YOUR TASK
This exercise needs the listing below duplicated exactly.
Start of RECORDS PROVIDED
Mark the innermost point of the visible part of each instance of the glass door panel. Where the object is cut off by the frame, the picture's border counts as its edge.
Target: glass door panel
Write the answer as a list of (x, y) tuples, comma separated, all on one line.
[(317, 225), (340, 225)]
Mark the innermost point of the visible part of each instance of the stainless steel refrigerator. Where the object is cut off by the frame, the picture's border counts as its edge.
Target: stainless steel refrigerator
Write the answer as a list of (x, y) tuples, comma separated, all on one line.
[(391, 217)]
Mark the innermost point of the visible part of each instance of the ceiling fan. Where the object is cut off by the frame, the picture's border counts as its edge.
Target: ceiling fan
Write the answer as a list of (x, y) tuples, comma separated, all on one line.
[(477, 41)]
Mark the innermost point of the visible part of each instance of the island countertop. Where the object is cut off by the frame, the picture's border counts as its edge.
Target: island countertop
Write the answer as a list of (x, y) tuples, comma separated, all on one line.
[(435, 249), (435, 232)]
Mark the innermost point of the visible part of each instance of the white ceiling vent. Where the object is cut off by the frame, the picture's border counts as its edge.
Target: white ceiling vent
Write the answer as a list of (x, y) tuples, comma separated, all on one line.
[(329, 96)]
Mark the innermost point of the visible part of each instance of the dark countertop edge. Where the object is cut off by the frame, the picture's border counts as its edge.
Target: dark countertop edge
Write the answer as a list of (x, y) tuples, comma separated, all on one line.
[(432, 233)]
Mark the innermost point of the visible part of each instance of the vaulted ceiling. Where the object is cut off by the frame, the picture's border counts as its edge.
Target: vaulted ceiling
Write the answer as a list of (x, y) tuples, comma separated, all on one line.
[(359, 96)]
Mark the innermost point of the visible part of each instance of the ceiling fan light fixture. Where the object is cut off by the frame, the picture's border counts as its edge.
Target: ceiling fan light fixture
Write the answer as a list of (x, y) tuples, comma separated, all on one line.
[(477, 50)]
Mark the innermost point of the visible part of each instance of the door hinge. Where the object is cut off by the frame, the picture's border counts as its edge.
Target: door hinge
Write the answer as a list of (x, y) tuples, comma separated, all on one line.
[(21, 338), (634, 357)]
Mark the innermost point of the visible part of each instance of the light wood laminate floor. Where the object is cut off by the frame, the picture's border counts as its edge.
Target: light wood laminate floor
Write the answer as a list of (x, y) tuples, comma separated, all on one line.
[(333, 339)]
End of RECORDS PROVIDED
RESPONSE AREA
Mark the innermost point of the visible part of each instance of the glass door panel. Where the object is cut off by the frame, the picture's border counts as its edge.
Target: glass door panel
Write the answer as a list of (x, y) tuples, comma separated, all on one line.
[(317, 225), (340, 225)]
Mark the innermost point of the visible part of each instance of the stainless steel refrigerator. Where the object is cut off by the frame, the picture's border counts as its edge.
Target: stainless steel refrigerator
Write the answer as a list of (x, y) tuples, comma separated, all on one line.
[(391, 217)]
Mark the innermost point of the visible part of each instance of the ceiling fan. Where the object is cut off by the frame, the picture's border counts as its edge.
Target: ceiling fan
Write the answer as a list of (x, y) tuples, comma separated, all on one line.
[(477, 41)]
Mark the innermost point of the visible part of each instance of the island countertop. Where the object is cut off by the frame, the picture's border counts as its edge.
Target: island countertop
Write the answer as a list of (x, y) tuples, comma separated, all on one line.
[(435, 249), (435, 232)]
Mark the innermost point of the visible part of each instance of the white ceiling vent. Where the object is cut off by the frame, the picture's border counts as its edge.
Target: white ceiling vent
Write the answer as a list of (x, y) tuples, comma separated, all on one line.
[(329, 96)]
Mark the innermost point of the visible part of each instance of the dark countertop edge. Where the object is cut off by the frame, the picture's border counts as its edge.
Target: dark countertop edge
Write the answer as a list of (x, y) tuples, comma separated, all on one line.
[(432, 233)]
Mark the innermost point of the visible part of each instance of the vaulted ceiling. Where the object is cut off by the frame, the picture's border counts as its edge.
Target: vaulted ceiling
Write the answer as a list of (x, y) tuples, comma separated, all on one line.
[(359, 96)]
Mark the innermost point of the visible part of each instance of the ceiling fan light fixture. Where the object is cut off by the frame, the picture's border counts as its edge.
Target: ceiling fan light fixture
Write the answer as a list of (x, y) tuples, comma separated, all on one line.
[(477, 50)]
Mark the innermost point of the visible part of each instance of the door hinge. Where the object is cut off by the frame, the picture's border counts as its edge.
Target: door hinge
Write the answer as a list of (x, y) tuples, comma separated, all on one line.
[(21, 338), (634, 357)]
Mark the innermost point of the visible part of each instance of the light wood laminate floor. Where the object is cut off by the frame, the picture's border counts as its edge.
Target: light wood laminate floor
Write the answer as a list of (x, y) tuples, comma separated, all on one line.
[(333, 339)]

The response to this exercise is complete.